#### [EXERCICE A]
Résumez en deux phrases l'extrait sur la contrefaçon et le piratage.
#### [EXERCICE B]
Poursuivez l'extrait sur la contrefaçon et le piratage à partir de sa dernière phrase.

Bien sûr, le sujet mobilise les polices du monde entier à commencer par Europol : en novembre dernier, l’Office européen de police a réussi à fermer 4 500 sites Internet qui commercialisaient des produits de luxe, vêtements et appareils de sport, pièces détachées et autres contrefaçons en tout genre. Une belle opération qui reste néanmoins insuffisante au regard de la masse de sites illégaux toujours en activité.
La culture, un secteur trop souvent oublié
Un domaine en particulier cristallise toutes les interrogations : celui de l’audiovisuel. Malgré les campagnes de sensibilisation et la loi Hadopi censée protéger la diffusion des œuvres sur Internet, les « pirates » français n’ont jamais été aussi nombreux. Selon une étude réalisée par le cabinet d’audit et de conseil EY et intitulée « Piratage en France », un internaute sur trois, soit 13 millions de personnes, a regardé des contenus de façon illégale en 2016. Cela représente 2,5 milliards de films ou séries visionnés à travers le téléchargement ou le streaming (visionnage en ligne) illégal.

[Données de localisation ponctuelle par instance]

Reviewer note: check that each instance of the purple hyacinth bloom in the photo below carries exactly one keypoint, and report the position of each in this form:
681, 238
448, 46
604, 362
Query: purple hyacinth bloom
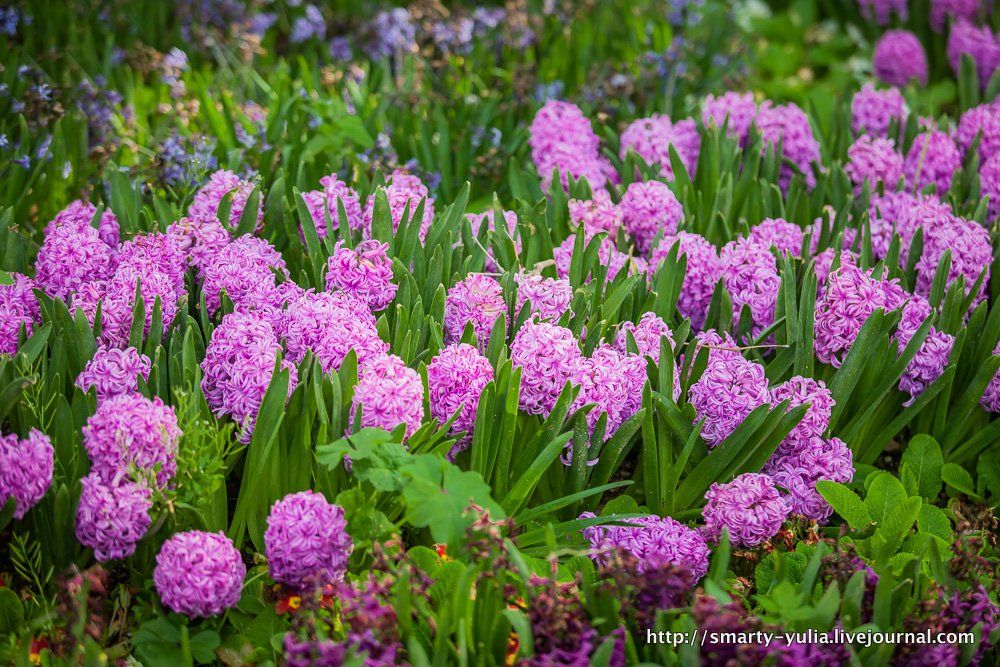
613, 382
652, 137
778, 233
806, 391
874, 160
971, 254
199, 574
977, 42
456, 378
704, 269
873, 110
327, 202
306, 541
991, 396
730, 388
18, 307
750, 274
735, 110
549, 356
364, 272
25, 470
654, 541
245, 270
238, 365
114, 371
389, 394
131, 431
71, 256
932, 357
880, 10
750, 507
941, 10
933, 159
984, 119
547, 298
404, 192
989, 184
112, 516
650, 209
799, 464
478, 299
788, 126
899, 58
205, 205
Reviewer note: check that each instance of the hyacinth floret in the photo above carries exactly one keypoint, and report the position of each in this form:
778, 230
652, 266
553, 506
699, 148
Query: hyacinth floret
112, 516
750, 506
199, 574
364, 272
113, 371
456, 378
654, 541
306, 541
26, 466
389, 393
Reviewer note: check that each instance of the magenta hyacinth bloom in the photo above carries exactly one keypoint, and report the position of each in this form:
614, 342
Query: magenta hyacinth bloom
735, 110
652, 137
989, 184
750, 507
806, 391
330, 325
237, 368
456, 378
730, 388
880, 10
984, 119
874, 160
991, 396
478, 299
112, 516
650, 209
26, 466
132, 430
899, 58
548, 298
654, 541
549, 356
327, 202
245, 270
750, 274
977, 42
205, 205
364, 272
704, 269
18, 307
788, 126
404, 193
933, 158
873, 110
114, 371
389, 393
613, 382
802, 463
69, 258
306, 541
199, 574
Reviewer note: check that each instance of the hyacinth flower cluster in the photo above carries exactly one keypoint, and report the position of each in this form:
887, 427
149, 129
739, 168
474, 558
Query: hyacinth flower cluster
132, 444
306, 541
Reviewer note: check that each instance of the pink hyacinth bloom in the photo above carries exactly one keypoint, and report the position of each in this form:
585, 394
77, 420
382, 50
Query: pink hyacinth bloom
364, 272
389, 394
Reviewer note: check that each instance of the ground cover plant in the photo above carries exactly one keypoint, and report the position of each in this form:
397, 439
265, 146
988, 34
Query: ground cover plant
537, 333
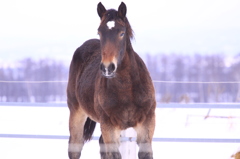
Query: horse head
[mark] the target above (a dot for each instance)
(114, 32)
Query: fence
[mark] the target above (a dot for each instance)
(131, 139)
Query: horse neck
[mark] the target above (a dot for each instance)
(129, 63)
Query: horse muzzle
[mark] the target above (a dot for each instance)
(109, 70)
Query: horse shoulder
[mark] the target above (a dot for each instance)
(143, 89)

#### [ZONE DE RÉPONSE A]
En novembre dernier, Europol a fermé 4 500 sites Internet qui vendaient des contrefaçons, une opération jugée insuffisante face à la masse de sites illégaux encore actifs. Dans l'audiovisuel, malgré les campagnes de sensibilisation et la loi Hadopi, les « pirates » français n'ont jamais été aussi nombreux : selon une étude d'EY, un internaute sur trois, soit 13 millions de personnes, a regardé des contenus illégalement en 2016, ce qui représente 2,5 milliards de films ou séries.

#### [ZONE DE RÉPONSE B]
Une activité sans conséquence ? Loin de là ! Le manque à gagner pour l’Etat, les ayants droit et les industries de contenus audiovisuels est estimé, a minima, à 1,35 milliard d’euros sur un an, soit 15 % du marché légal. Si celui du cinéma est plutôt préservé, le marché du DVD ou de la vidéo à la demande sont les plus impactés. Et c’est sans compter sur les 2 000 emplois qui n’ont pu voir le jour à cause de cette pratique.
Outre les conséquences financières liées au piratage, c’est toute la chaîne de la création culturelle qui est mise à mal. En effet, dans le secteur de l’audiovisuel, les acteurs sont interdépendants : « les télévisions sont les principaux investisseurs dans la production ; le dynamisme du cinéma est indissociable de la vitalité des industries techniques chargées de la fabrication des films », etc. Un constat qui a amené Solenne Blanc, associé EY, à déclarer, en février 2017, que « Le piratage audiovisuel menace la pérennité de son financement et assèche un potentiel de création nouvelle ». En bref, le piratage menace l’avenir du secteur culturel français.
Et pour le moment, les moyens de lutte contre le piratage ne sont pas efficaces : un site illégal ferme ses portes, trois autres voient le jour dans les secondes qui suivent et le tout, au nez et à la barbe des enquêteurs. Pourtant, des solutions existent : au Portugal, depuis 2015, les fournisseurs d’accès Internet (FAI) peuvent être amenés à bloquer l’accès aux sites frauduleux.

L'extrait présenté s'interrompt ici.